### EXERCISE INSTRUCTIONS
Extract the final stretch of the data: the line that contains "If you could pick out the spoon" and every line after it, unaltered, and no other lines.

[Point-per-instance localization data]
BEGIN
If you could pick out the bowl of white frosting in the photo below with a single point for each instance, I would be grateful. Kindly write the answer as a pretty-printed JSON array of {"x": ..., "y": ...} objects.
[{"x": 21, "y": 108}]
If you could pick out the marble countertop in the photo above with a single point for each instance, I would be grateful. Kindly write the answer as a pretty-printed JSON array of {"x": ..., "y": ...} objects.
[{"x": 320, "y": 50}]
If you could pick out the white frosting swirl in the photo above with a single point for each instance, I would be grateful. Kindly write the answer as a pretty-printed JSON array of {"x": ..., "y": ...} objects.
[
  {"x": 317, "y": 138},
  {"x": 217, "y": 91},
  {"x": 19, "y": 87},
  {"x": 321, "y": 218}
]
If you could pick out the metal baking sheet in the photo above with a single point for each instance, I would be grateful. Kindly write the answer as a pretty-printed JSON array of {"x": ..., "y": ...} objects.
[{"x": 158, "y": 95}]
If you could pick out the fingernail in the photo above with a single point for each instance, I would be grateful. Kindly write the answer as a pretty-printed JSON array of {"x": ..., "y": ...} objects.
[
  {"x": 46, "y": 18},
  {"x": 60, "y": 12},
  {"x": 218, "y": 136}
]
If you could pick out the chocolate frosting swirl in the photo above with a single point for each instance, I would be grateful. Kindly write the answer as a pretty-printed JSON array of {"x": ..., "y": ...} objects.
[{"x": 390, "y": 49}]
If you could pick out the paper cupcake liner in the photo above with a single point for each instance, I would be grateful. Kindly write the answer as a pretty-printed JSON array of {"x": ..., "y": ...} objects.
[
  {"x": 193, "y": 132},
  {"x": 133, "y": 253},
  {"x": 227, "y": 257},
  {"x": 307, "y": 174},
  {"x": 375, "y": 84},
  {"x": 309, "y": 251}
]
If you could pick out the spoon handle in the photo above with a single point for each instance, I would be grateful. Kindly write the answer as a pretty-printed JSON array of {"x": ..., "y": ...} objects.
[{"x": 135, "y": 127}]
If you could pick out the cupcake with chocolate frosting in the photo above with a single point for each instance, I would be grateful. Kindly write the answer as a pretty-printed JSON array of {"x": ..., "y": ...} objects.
END
### TASK RESULT
If you could pick out the spoon handle in the photo above with a single point for each instance, I would be grateful. Kindly write the answer as a pretty-printed JSON array of {"x": ..., "y": ...} objects.
[{"x": 135, "y": 127}]
If you could pick out the cupcake with chocolate frosting in the photo above with a single point for each instance, I would be grateful. Kindly write the answer as a pretty-printed JSON array of {"x": ..., "y": ...} objects.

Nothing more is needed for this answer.